The task: Repeat the entries that appear below, exactly and in full.
********
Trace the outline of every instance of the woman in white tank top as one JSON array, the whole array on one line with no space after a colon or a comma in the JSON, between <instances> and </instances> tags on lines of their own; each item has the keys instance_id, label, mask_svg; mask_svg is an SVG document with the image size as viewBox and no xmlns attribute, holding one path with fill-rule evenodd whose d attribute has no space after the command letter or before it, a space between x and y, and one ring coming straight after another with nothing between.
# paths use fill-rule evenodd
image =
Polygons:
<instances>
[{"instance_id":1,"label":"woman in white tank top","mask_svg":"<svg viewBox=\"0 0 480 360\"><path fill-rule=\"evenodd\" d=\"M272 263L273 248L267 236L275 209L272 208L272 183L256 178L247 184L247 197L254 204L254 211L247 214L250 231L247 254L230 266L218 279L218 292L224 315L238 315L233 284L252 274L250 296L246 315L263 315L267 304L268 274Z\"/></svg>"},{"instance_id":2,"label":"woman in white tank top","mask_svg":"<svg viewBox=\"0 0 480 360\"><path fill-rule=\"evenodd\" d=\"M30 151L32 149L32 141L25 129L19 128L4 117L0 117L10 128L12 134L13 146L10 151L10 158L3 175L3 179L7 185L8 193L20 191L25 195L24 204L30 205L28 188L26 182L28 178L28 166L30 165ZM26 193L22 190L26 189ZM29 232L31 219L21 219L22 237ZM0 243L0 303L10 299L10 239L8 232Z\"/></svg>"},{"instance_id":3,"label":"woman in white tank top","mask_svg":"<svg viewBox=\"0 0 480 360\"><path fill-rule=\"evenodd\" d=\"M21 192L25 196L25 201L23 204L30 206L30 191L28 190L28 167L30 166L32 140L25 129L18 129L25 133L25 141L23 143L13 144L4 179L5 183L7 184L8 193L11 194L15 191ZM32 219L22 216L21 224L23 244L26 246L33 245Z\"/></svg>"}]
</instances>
********
Solution:
Trace the outline of every instance of the woman in white tank top as one JSON array, the whole array on one line with no space after a colon or a comma in the JSON, between <instances> and </instances> tags on lines of their own; each item has the keys instance_id, label, mask_svg; mask_svg is an SVG document with the image size as viewBox and no xmlns attribute, holding one path with fill-rule evenodd whose d attribute has no space after the command letter or before it, a space between x and y, and one ring coming straight after another with nothing between.
# paths use fill-rule evenodd
image =
Polygons:
<instances>
[{"instance_id":1,"label":"woman in white tank top","mask_svg":"<svg viewBox=\"0 0 480 360\"><path fill-rule=\"evenodd\" d=\"M272 263L273 248L267 236L275 209L272 208L272 183L256 178L247 184L247 197L254 204L254 211L247 214L250 231L247 254L230 266L218 279L218 292L224 315L238 315L233 284L252 274L250 296L246 315L263 315L267 304L268 274Z\"/></svg>"},{"instance_id":2,"label":"woman in white tank top","mask_svg":"<svg viewBox=\"0 0 480 360\"><path fill-rule=\"evenodd\" d=\"M30 151L32 149L32 141L25 129L19 128L4 117L0 117L10 128L12 134L13 146L10 151L10 158L3 175L3 179L7 185L8 193L20 191L25 195L24 204L30 205L28 188L26 182L28 178L28 166L30 165ZM26 193L22 190L26 189ZM29 232L31 219L21 219L22 237ZM0 243L0 303L10 299L10 239L8 232Z\"/></svg>"},{"instance_id":3,"label":"woman in white tank top","mask_svg":"<svg viewBox=\"0 0 480 360\"><path fill-rule=\"evenodd\" d=\"M21 192L25 196L25 201L23 204L30 206L30 191L28 190L28 167L30 166L32 140L25 129L18 129L25 133L25 141L23 143L13 144L4 179L5 183L7 184L8 193L11 194L15 191ZM32 219L22 216L21 224L23 244L26 246L33 245Z\"/></svg>"}]
</instances>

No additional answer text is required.